Manages round-robin training across multiple tracks:

  1. Creates env on track A, trains for steps_per_switch steps
  2. Calls close_and_switch() → sends exit_scene via existing viewer, closes env, waits, opens env on track B
  3. Repeats until total_timesteps reached
  4. Evaluates on test tracks (mini_monaco, etc.)

Wrapper stack applied to every env:

gym.make(track_id)                    ← raw DonkeyEnv
  → ThrottleClampWrapper              ← ensures minimum throttle (0.2 or 0.5)
    → StuckTerminationWrapper         ← ends episode if <0.5m in 80 steps
      → SpeedRewardWrapper            ← replaces reward with v5 formula
        → DummyVecEnv                 ← SB3 requires vectorised envs
          → VecTransposeImage         ← SB3 CNN needs (C,H,W) not (H,W,C)

Key design decisions

  • PPO with CnnPolicy — raw image input, SB3 handles CNN feature extraction
  • Continuous actions — steering [-1,1] and throttle [0,1]; no discretisation
  • No warm-start — each trial trains from random weights to avoid bias
  • Per-segment checkpointing — model saved after every training segment so timeouts don't lose all progress

Layer 5: Autoresearch (GP+UCB)
____________
* [Exercise task A]
What does the StuckTerminationWrapper do, according to the extract?
* [Exercise task B]
List every component that the extract shows being applied on top of the raw DonkeyEnv in the wrapper stack.
* [Exercise task C]
Write out the part of the extract that opens with the words containing "Key design decisions" and closes with "5: Autoresearch (GP+UCB)", renaming "CnnPolicy" to "ConvPolicy".

* [Data entries]
____________
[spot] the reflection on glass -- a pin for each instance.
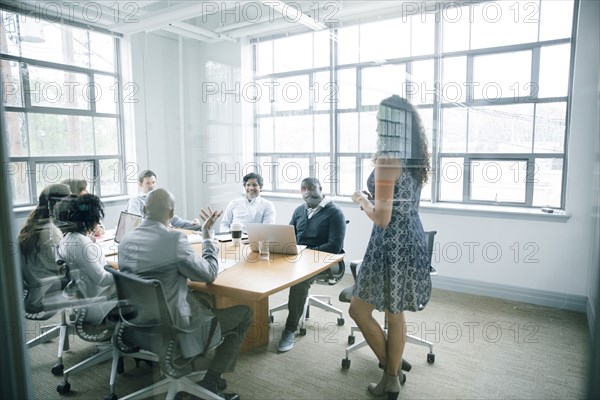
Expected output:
(381, 82)
(501, 129)
(554, 70)
(60, 135)
(49, 87)
(550, 127)
(292, 93)
(451, 178)
(498, 23)
(504, 75)
(498, 181)
(291, 171)
(547, 187)
(295, 134)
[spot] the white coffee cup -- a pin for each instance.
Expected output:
(236, 232)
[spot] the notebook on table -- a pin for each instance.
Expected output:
(281, 238)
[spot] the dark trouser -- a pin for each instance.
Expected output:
(234, 323)
(296, 300)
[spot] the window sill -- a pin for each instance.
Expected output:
(474, 210)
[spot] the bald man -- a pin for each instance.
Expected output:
(153, 251)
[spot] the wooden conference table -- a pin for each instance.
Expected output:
(250, 281)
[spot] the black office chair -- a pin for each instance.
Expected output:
(346, 297)
(146, 324)
(331, 276)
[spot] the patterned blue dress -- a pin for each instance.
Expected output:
(394, 274)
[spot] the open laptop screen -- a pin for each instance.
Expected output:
(127, 222)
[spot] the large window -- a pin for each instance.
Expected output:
(491, 81)
(61, 92)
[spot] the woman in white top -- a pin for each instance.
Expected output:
(38, 240)
(84, 257)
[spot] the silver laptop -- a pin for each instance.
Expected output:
(127, 223)
(281, 238)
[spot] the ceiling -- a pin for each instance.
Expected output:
(216, 21)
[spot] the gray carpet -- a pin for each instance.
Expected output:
(484, 348)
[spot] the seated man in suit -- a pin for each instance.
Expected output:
(153, 251)
(135, 205)
(251, 208)
(320, 225)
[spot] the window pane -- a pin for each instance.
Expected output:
(9, 30)
(455, 21)
(421, 88)
(451, 178)
(60, 135)
(62, 43)
(110, 177)
(454, 77)
(379, 83)
(324, 91)
(554, 70)
(550, 127)
(11, 83)
(501, 129)
(454, 130)
(264, 57)
(373, 48)
(346, 95)
(501, 75)
(49, 87)
(106, 94)
(294, 134)
(292, 93)
(56, 172)
(18, 175)
(423, 34)
(265, 135)
(322, 133)
(17, 134)
(497, 181)
(367, 138)
(555, 19)
(107, 136)
(348, 132)
(347, 48)
(102, 51)
(291, 171)
(293, 53)
(326, 172)
(347, 175)
(498, 23)
(547, 186)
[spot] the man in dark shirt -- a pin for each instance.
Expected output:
(320, 225)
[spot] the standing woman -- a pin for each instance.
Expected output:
(394, 275)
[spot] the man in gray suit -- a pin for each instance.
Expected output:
(153, 251)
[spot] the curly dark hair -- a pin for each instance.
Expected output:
(83, 213)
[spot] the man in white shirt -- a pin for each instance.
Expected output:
(251, 208)
(146, 183)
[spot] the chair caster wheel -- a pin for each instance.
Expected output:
(58, 369)
(430, 358)
(63, 387)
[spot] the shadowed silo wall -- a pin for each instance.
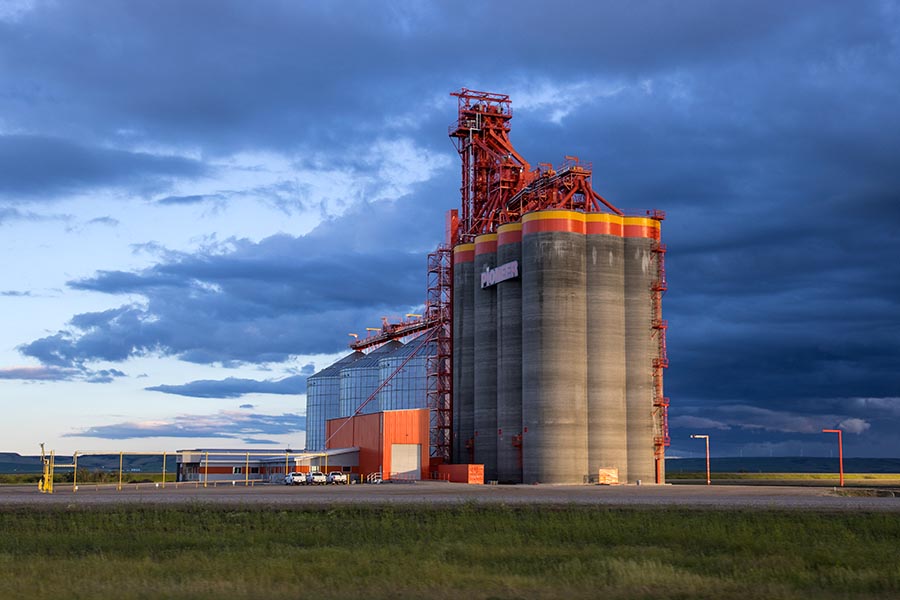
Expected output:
(554, 403)
(463, 351)
(509, 357)
(640, 345)
(605, 248)
(360, 379)
(485, 357)
(323, 400)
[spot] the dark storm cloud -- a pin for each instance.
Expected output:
(233, 387)
(37, 167)
(241, 73)
(224, 425)
(248, 302)
(768, 132)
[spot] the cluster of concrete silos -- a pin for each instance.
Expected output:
(553, 348)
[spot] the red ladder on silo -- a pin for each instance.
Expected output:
(660, 401)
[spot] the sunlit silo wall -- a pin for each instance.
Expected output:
(322, 400)
(554, 400)
(605, 248)
(463, 352)
(574, 349)
(641, 347)
(509, 356)
(360, 379)
(485, 357)
(407, 387)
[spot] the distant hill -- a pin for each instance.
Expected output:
(782, 464)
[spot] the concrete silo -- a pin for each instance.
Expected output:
(463, 353)
(554, 401)
(509, 355)
(485, 356)
(605, 344)
(641, 347)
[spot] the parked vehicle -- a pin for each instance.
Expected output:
(295, 479)
(316, 478)
(337, 477)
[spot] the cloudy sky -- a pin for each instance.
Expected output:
(198, 201)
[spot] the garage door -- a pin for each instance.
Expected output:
(406, 461)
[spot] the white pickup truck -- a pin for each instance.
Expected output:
(337, 477)
(316, 478)
(295, 479)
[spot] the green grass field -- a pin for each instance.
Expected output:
(476, 552)
(850, 479)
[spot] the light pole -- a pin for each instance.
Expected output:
(840, 450)
(704, 437)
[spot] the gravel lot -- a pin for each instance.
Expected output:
(439, 493)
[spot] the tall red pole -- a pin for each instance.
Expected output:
(840, 450)
(708, 479)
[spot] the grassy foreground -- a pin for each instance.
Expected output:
(467, 550)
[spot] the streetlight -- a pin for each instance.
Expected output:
(704, 437)
(840, 450)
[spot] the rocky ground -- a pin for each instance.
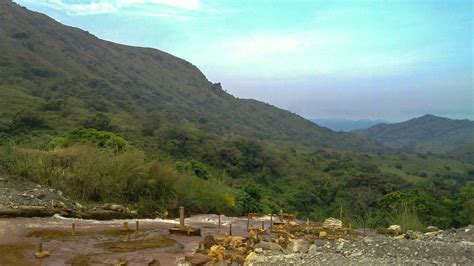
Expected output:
(16, 192)
(22, 198)
(19, 197)
(451, 247)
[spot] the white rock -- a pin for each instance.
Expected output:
(332, 223)
(394, 228)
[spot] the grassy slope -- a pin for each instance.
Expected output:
(424, 134)
(44, 60)
(47, 60)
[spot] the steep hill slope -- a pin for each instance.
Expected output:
(43, 61)
(428, 133)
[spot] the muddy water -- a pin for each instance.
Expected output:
(106, 242)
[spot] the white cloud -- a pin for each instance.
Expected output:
(160, 7)
(185, 4)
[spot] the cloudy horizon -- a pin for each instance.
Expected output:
(388, 60)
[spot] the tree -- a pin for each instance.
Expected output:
(99, 122)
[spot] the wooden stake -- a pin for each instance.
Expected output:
(340, 213)
(271, 221)
(350, 230)
(181, 216)
(73, 229)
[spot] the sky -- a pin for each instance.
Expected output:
(374, 59)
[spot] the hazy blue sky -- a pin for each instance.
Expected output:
(389, 60)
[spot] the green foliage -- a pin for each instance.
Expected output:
(248, 199)
(407, 218)
(200, 147)
(407, 203)
(194, 167)
(53, 105)
(25, 121)
(100, 122)
(103, 139)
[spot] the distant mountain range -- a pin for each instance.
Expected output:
(346, 124)
(43, 61)
(428, 133)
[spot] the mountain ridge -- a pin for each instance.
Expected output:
(428, 133)
(47, 60)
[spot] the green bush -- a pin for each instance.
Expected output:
(103, 139)
(100, 122)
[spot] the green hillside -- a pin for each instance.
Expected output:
(43, 59)
(424, 134)
(105, 122)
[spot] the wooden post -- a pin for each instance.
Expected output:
(181, 216)
(271, 221)
(350, 231)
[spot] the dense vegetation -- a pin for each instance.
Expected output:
(426, 134)
(110, 123)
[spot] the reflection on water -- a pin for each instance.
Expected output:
(104, 242)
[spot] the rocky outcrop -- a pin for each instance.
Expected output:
(22, 198)
(332, 223)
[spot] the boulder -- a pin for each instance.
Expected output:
(209, 241)
(78, 206)
(197, 259)
(432, 228)
(394, 229)
(332, 223)
(113, 207)
(297, 246)
(268, 246)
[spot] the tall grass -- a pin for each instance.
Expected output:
(407, 218)
(90, 173)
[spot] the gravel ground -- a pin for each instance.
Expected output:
(451, 247)
(17, 191)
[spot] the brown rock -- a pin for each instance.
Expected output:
(197, 259)
(209, 241)
(42, 254)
____________
* [Correct answer A]
It ends the episode if the car covers less than 0.5 m in 80 steps.

* [Correct answer B]
ThrottleClampWrapper, StuckTerminationWrapper, SpeedRewardWrapper, DummyVecEnv, VecTransposeImage

* [Correct answer C]
Key design decisions

  • PPO with ConvPolicy — raw image input, SB3 handles CNN feature extraction
  • Continuous actions — steering [-1,1] and throttle [0,1]; no discretisation
  • No warm-start — each trial trains from random weights to avoid bias
  • Per-segment checkpointing — model saved after every training segment so timeouts don't lose all progress

Layer 5: Autoresearch (GP+UCB)